** Begin INFORMATION SUPPLIED **

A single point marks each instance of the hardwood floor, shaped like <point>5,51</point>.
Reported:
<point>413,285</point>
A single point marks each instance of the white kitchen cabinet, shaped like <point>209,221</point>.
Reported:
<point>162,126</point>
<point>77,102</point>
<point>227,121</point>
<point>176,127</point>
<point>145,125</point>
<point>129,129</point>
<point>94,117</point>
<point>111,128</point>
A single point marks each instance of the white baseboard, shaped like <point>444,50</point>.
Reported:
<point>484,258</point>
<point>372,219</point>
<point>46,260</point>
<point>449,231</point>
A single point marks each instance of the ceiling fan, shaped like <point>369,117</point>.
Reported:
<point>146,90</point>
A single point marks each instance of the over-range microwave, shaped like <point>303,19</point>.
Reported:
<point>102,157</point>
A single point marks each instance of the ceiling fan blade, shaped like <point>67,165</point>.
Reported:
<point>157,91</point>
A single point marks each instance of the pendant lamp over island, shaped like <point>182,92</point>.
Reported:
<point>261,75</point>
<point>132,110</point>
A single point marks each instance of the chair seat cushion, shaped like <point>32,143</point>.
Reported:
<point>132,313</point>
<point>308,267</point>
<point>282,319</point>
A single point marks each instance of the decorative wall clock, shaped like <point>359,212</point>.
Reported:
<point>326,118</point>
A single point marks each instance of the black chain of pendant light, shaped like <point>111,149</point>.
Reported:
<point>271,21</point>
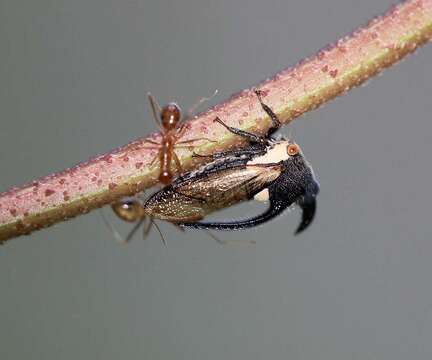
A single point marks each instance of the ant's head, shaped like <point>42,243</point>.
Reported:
<point>128,210</point>
<point>170,116</point>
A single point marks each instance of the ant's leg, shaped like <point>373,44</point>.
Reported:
<point>160,232</point>
<point>134,230</point>
<point>276,124</point>
<point>247,135</point>
<point>200,101</point>
<point>225,242</point>
<point>155,109</point>
<point>146,229</point>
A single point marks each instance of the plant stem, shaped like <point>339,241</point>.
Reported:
<point>290,93</point>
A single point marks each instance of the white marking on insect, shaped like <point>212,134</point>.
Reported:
<point>277,153</point>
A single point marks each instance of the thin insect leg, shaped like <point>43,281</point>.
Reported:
<point>232,153</point>
<point>225,242</point>
<point>177,162</point>
<point>276,124</point>
<point>113,230</point>
<point>194,154</point>
<point>154,159</point>
<point>160,232</point>
<point>200,101</point>
<point>134,230</point>
<point>194,140</point>
<point>178,227</point>
<point>155,109</point>
<point>247,135</point>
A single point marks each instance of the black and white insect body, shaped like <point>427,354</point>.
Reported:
<point>266,170</point>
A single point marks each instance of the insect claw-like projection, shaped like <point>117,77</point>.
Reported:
<point>268,169</point>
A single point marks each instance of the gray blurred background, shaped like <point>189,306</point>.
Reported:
<point>356,285</point>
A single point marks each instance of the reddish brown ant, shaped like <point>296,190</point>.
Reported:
<point>171,129</point>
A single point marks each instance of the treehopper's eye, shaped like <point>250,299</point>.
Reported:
<point>293,149</point>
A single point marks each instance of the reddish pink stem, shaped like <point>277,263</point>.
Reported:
<point>128,170</point>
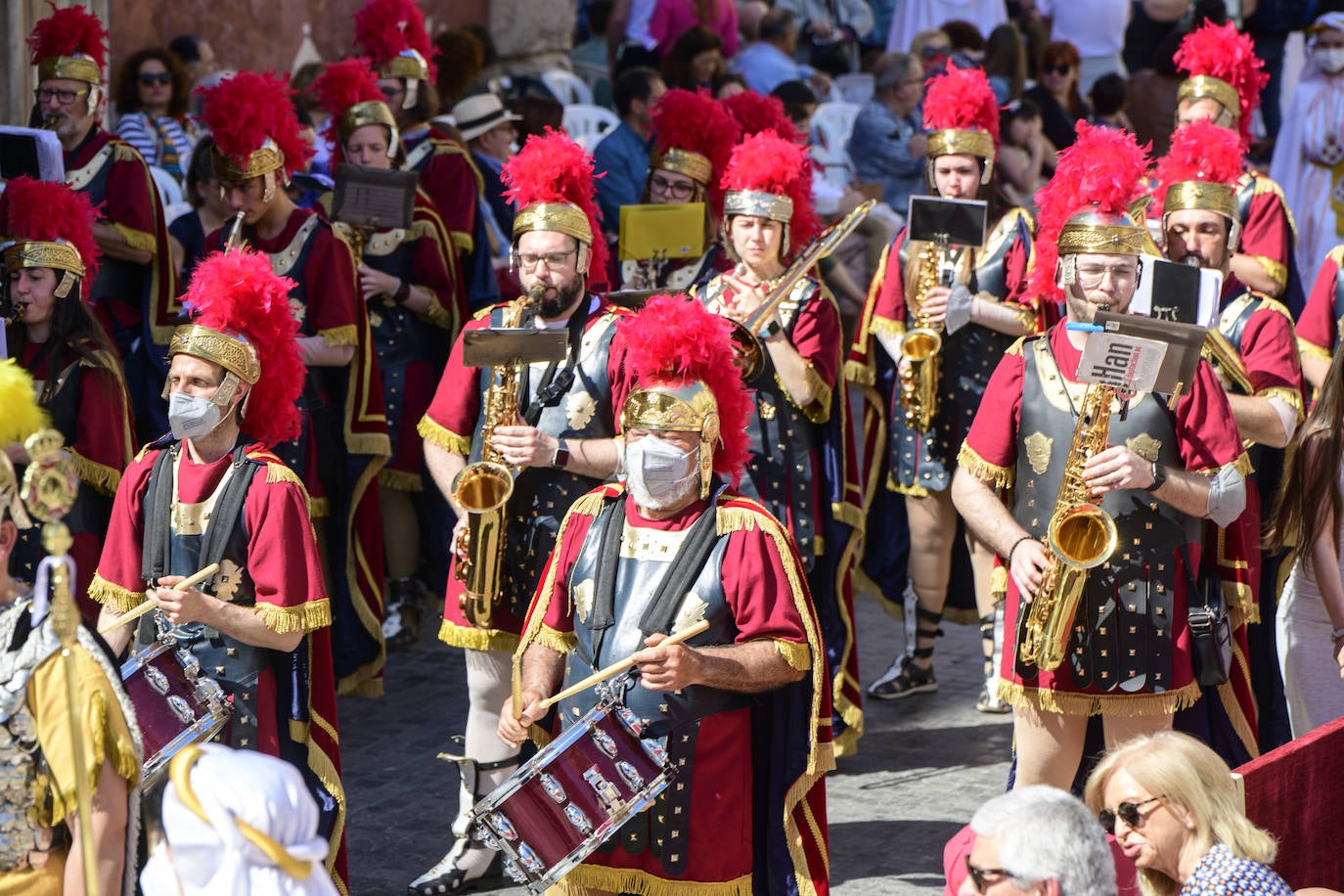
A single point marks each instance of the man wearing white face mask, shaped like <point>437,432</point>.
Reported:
<point>672,548</point>
<point>212,492</point>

** End INFORMATION SUPPLIED **

DIRECTIONS FOR THIS TASK:
Convert everything in the material from the line containing "A single point marks each instance of the thin" down to the end into a numbered list. Skip blank lines and leave the pictures out.

WRITTEN ANSWER:
1. A single point marks each instance of the thin insect leg, shaped like <point>43,281</point>.
2. Reported:
3. <point>232,153</point>
4. <point>225,242</point>
5. <point>177,162</point>
6. <point>276,124</point>
7. <point>113,230</point>
8. <point>194,154</point>
9. <point>154,159</point>
10. <point>160,232</point>
11. <point>200,101</point>
12. <point>134,230</point>
13. <point>194,140</point>
14. <point>178,227</point>
15. <point>155,109</point>
16. <point>247,135</point>
17. A single point marks each instance of the black and white insect body, shaped like <point>427,354</point>.
18. Reported:
19. <point>266,170</point>
20. A single point marks each instance of the insect claw-like projection, shaped like <point>117,77</point>.
21. Reported:
22. <point>268,169</point>
23. A single point marks each instance of the gray blurred background, shaped like <point>189,306</point>.
24. Reported:
25. <point>356,285</point>
26. A single point marks each instance of the reddish brown ant, shaped like <point>296,190</point>.
27. Reported:
28. <point>171,129</point>
29. A single point marks each instance of the treehopper's eye, shaped like <point>250,299</point>.
30. Reported:
31. <point>293,149</point>
32. A single point marks each instance of the reddish pink stem, shaped like <point>277,263</point>.
33. Reported:
34. <point>128,170</point>
35. A single point marks each instance of the man wearing white face mask, shaped like <point>437,432</point>.
36. Reported:
37. <point>672,548</point>
38. <point>212,492</point>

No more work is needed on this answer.